Write out every record below exactly as it stands, leaving the pictures out.

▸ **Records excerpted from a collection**
____

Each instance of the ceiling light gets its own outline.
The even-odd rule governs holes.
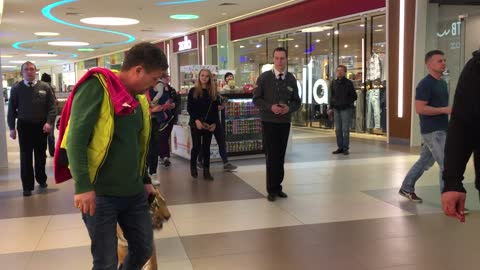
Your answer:
[[[298,48],[298,44],[295,45],[295,48]]]
[[[30,54],[25,54],[25,56],[26,57],[55,57],[57,55],[53,53],[30,53]]]
[[[330,36],[330,33],[327,33],[327,36]]]
[[[27,60],[14,60],[14,61],[9,61],[9,63],[12,63],[12,64],[23,64],[27,62]],[[31,62],[31,63],[35,63],[35,61],[28,61],[28,62]]]
[[[2,68],[16,68],[17,66],[2,66]]]
[[[132,25],[140,22],[135,19],[119,18],[119,17],[91,17],[91,18],[83,18],[80,21],[86,24],[95,24],[95,25]]]
[[[383,24],[379,24],[379,25],[377,25],[377,26],[378,26],[378,27],[383,27]]]
[[[79,41],[50,41],[48,45],[52,46],[88,46],[90,43],[88,42],[79,42]]]
[[[320,39],[315,40],[315,42],[317,42],[317,43],[320,42]]]
[[[52,36],[60,35],[59,33],[55,33],[55,32],[35,32],[33,34],[35,36],[41,36],[41,37],[52,37]]]
[[[77,51],[79,51],[79,52],[93,52],[93,51],[95,51],[95,49],[94,48],[80,48]]]
[[[62,61],[62,60],[58,60],[58,59],[48,59],[47,61],[48,61],[48,62],[60,62],[60,61]]]
[[[257,44],[257,45],[255,45],[255,47],[260,48],[260,47],[262,47],[262,44]]]
[[[344,48],[348,48],[348,44],[343,45]]]
[[[362,24],[360,24],[360,27],[365,27],[365,24],[363,24],[363,23],[362,23]]]
[[[198,19],[198,15],[193,15],[193,14],[175,14],[175,15],[170,15],[170,19],[174,20],[195,20]]]
[[[338,30],[335,30],[333,33],[334,33],[335,35],[338,35],[338,33],[340,33],[340,32],[338,32]]]
[[[243,45],[240,45],[240,49],[243,49],[243,48],[245,48],[245,46],[243,46]]]
[[[375,32],[382,32],[383,29],[376,29]]]
[[[168,2],[158,2],[157,6],[168,6],[168,5],[180,5],[180,4],[190,4],[190,3],[200,3],[207,2],[207,0],[179,0],[179,1],[168,1]]]
[[[293,39],[293,38],[279,38],[279,39],[277,39],[277,41],[280,41],[280,42],[281,41],[292,41],[292,40],[295,40],[295,39]]]
[[[331,25],[314,26],[314,27],[309,27],[309,28],[302,29],[302,32],[304,32],[304,33],[322,32],[322,31],[325,31],[325,30],[330,30],[332,28],[333,28],[333,26],[331,26]]]
[[[12,58],[13,56],[11,56],[11,55],[2,55],[2,56],[0,56],[0,57],[2,57],[2,58]]]
[[[23,10],[20,10],[19,12],[22,13],[22,14],[25,13],[25,11],[23,11]]]

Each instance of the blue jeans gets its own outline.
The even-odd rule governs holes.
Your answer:
[[[440,167],[440,191],[442,191],[444,186],[442,178],[443,158],[445,157],[444,149],[447,132],[443,130],[434,131],[422,134],[422,138],[423,146],[420,158],[415,162],[410,171],[408,171],[401,189],[406,192],[415,192],[415,183],[417,180],[423,175],[423,172],[430,169],[436,161]]]
[[[141,269],[152,256],[152,219],[144,192],[97,196],[95,214],[82,217],[92,241],[93,270],[117,270],[117,222],[128,241],[128,255],[119,269]]]
[[[338,149],[350,148],[350,125],[352,123],[352,108],[343,110],[333,109],[335,119],[335,134],[337,135]]]

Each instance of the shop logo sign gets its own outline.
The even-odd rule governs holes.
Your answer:
[[[462,22],[453,22],[450,28],[443,30],[443,32],[437,32],[437,37],[443,38],[447,37],[448,35],[458,36],[460,35],[460,26]]]
[[[308,73],[307,73],[308,72]],[[298,95],[303,104],[328,104],[328,83],[318,79],[313,83],[313,64],[309,63],[303,68],[302,82],[297,80]],[[308,79],[307,79],[308,78]],[[308,84],[307,84],[308,80]],[[308,86],[307,86],[308,85]],[[313,103],[315,101],[315,103]]]
[[[192,41],[187,36],[183,37],[183,41],[178,42],[178,50],[185,51],[192,48]]]

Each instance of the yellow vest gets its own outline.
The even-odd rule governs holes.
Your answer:
[[[114,132],[114,110],[112,101],[110,99],[110,93],[107,89],[105,77],[99,73],[96,73],[93,76],[95,76],[102,84],[104,97],[98,121],[93,128],[93,137],[87,149],[88,174],[92,184],[94,184],[97,180],[98,172],[105,161]],[[143,129],[141,135],[138,137],[138,144],[141,146],[140,175],[144,176],[148,154],[148,144],[150,140],[150,112],[147,97],[145,95],[137,95],[137,98],[143,114]],[[61,143],[61,148],[64,148],[65,150],[67,149],[68,131],[69,122],[67,122],[65,135],[63,136]]]

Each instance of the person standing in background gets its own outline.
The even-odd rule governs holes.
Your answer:
[[[260,109],[263,145],[267,167],[267,199],[287,198],[282,190],[283,164],[290,133],[291,114],[300,108],[297,80],[287,71],[287,50],[273,50],[273,69],[263,72],[257,80],[253,103]]]
[[[10,138],[15,140],[18,131],[23,196],[31,196],[34,178],[40,188],[48,187],[45,151],[47,135],[53,132],[57,108],[50,85],[36,79],[35,64],[27,61],[21,70],[23,81],[15,84],[10,92],[7,122]],[[32,154],[35,155],[35,170]]]
[[[47,73],[43,73],[40,80],[50,85],[50,88],[52,90],[52,95],[55,98],[55,106],[58,108],[58,100],[57,100],[57,97],[55,96],[56,88],[55,88],[55,85],[52,84],[52,77]],[[53,157],[53,154],[55,153],[55,129],[54,128],[52,128],[52,132],[50,132],[47,136],[47,144],[48,144],[48,153],[50,154],[51,157]]]
[[[350,154],[350,126],[352,125],[353,104],[357,100],[357,92],[352,81],[347,79],[347,67],[339,65],[336,70],[337,79],[332,82],[332,95],[330,109],[335,120],[335,134],[337,137],[337,150],[332,154]]]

____

▸ **YOUR RESPONSE**
Each instance of the ceiling light gets its own outline.
The even-odd rule governs holes.
Your answer:
[[[298,48],[298,44],[295,45],[295,48]]]
[[[30,54],[25,54],[25,56],[26,57],[55,57],[57,55],[53,53],[30,53]]]
[[[330,36],[330,33],[327,33],[327,36]]]
[[[27,60],[14,60],[14,61],[9,61],[9,63],[12,63],[12,64],[23,64],[27,62]],[[31,62],[31,63],[35,63],[35,61],[28,61],[28,62]]]
[[[2,68],[16,68],[17,66],[2,66]]]
[[[132,25],[140,22],[135,19],[119,18],[119,17],[91,17],[91,18],[83,18],[80,21],[86,24],[95,24],[95,25]]]
[[[383,24],[379,24],[379,25],[377,25],[377,26],[378,26],[378,27],[383,27]]]
[[[79,41],[50,41],[48,45],[52,46],[88,46],[90,43],[88,42],[79,42]]]
[[[320,39],[315,40],[315,42],[317,42],[317,43],[320,42]]]
[[[52,36],[60,35],[59,33],[55,33],[55,32],[35,32],[33,34],[35,36],[41,36],[41,37],[52,37]]]
[[[77,51],[79,51],[79,52],[93,52],[93,51],[95,51],[95,49],[94,48],[80,48]]]
[[[62,61],[62,60],[58,60],[58,59],[48,59],[47,61],[48,61],[48,62],[60,62],[60,61]]]
[[[257,44],[257,45],[255,45],[255,47],[260,48],[260,47],[262,47],[262,44]]]
[[[344,48],[348,48],[348,44],[343,45]]]
[[[362,24],[360,24],[360,27],[365,27],[365,24],[363,24],[363,23],[362,23]]]
[[[198,19],[198,15],[193,15],[193,14],[175,14],[175,15],[170,15],[170,19],[174,20],[195,20]]]
[[[338,30],[335,30],[333,33],[334,33],[335,35],[338,35],[338,33],[340,33],[340,32],[338,32]]]
[[[243,45],[240,45],[240,49],[243,49],[243,48],[245,48],[245,46],[243,46]]]
[[[375,32],[382,32],[383,29],[376,29]]]
[[[168,2],[158,2],[157,6],[168,6],[168,5],[180,5],[180,4],[190,4],[190,3],[200,3],[207,2],[207,0],[179,0],[179,1],[168,1]]]
[[[293,39],[293,38],[279,38],[279,39],[277,39],[277,41],[280,41],[280,42],[281,41],[292,41],[292,40],[295,40],[295,39]]]
[[[331,25],[314,26],[314,27],[309,27],[309,28],[302,29],[302,32],[304,32],[304,33],[322,32],[322,31],[325,31],[325,30],[330,30],[332,28],[333,28],[333,26],[331,26]]]
[[[12,58],[13,56],[11,56],[11,55],[2,55],[2,56],[0,56],[0,57],[2,57],[2,58]]]
[[[23,10],[20,10],[19,12],[22,13],[22,14],[25,13],[25,11],[23,11]]]

Each instance of the blue jeans gets its own outline.
The even-odd rule governs holes.
Your answer:
[[[440,167],[440,191],[442,191],[444,186],[442,178],[443,158],[445,157],[444,149],[447,132],[443,130],[434,131],[422,134],[422,138],[423,146],[420,158],[415,162],[410,171],[408,171],[401,189],[406,192],[415,192],[415,183],[417,180],[423,175],[423,172],[430,169],[436,161]]]
[[[141,269],[152,256],[152,219],[144,192],[97,196],[95,214],[82,217],[92,241],[93,270],[117,270],[117,222],[128,241],[128,255],[119,269]]]
[[[338,149],[350,148],[350,125],[352,123],[352,108],[343,110],[333,109],[335,119],[335,134],[337,135]]]

Each instance of the shop logo sign gets its own outline.
The even-odd rule governs holes.
Your answer:
[[[462,22],[453,22],[450,28],[443,30],[443,32],[437,32],[437,37],[443,38],[447,37],[448,35],[458,36],[460,35],[460,26]]]
[[[308,73],[307,73],[308,72]],[[298,95],[303,104],[328,104],[328,83],[318,79],[313,83],[313,64],[309,63],[303,68],[302,82],[297,80]],[[308,79],[307,79],[308,78]],[[308,84],[307,84],[308,80]],[[308,86],[307,86],[308,85]],[[313,103],[315,101],[315,103]]]
[[[192,41],[187,36],[183,37],[183,41],[178,42],[178,50],[185,51],[192,48]]]

Each instance of the yellow vest gets its own outline.
The even-odd rule governs holes.
Your answer:
[[[114,132],[114,110],[112,101],[110,99],[110,93],[107,89],[105,77],[99,73],[96,73],[93,76],[95,76],[102,84],[104,97],[98,121],[93,128],[93,137],[87,149],[88,174],[92,184],[94,184],[97,180],[98,172],[105,161]],[[143,129],[141,135],[138,137],[138,144],[141,146],[140,175],[144,176],[148,154],[148,144],[150,140],[150,112],[147,97],[145,95],[137,95],[137,98],[143,114]],[[61,143],[61,148],[64,148],[65,150],[67,149],[68,131],[69,122],[67,122],[65,135],[63,136]]]

Each instance of the person standing in background gets its own outline.
The even-odd rule governs holes.
Your answer:
[[[260,109],[263,145],[267,167],[267,199],[287,198],[282,190],[283,164],[290,133],[291,114],[300,108],[297,80],[287,71],[287,50],[273,50],[273,69],[263,72],[257,80],[253,103]]]
[[[10,138],[15,140],[18,131],[23,196],[31,196],[34,178],[40,188],[48,187],[45,151],[47,135],[53,132],[57,108],[50,85],[36,79],[35,64],[27,61],[21,70],[23,81],[15,84],[10,92],[7,122]],[[32,154],[35,155],[35,170]]]
[[[47,73],[43,73],[40,80],[50,85],[50,88],[52,90],[52,95],[55,98],[55,106],[58,108],[58,100],[57,100],[57,97],[55,96],[56,88],[55,88],[55,85],[52,84],[52,77]],[[53,157],[53,154],[55,153],[55,129],[54,128],[52,128],[52,132],[50,132],[47,136],[47,144],[48,144],[48,153],[50,154],[51,157]]]
[[[350,154],[350,126],[352,125],[353,104],[357,100],[357,92],[352,81],[347,79],[347,67],[339,65],[336,70],[337,79],[332,82],[332,95],[330,109],[335,120],[335,134],[337,137],[337,150],[332,154]]]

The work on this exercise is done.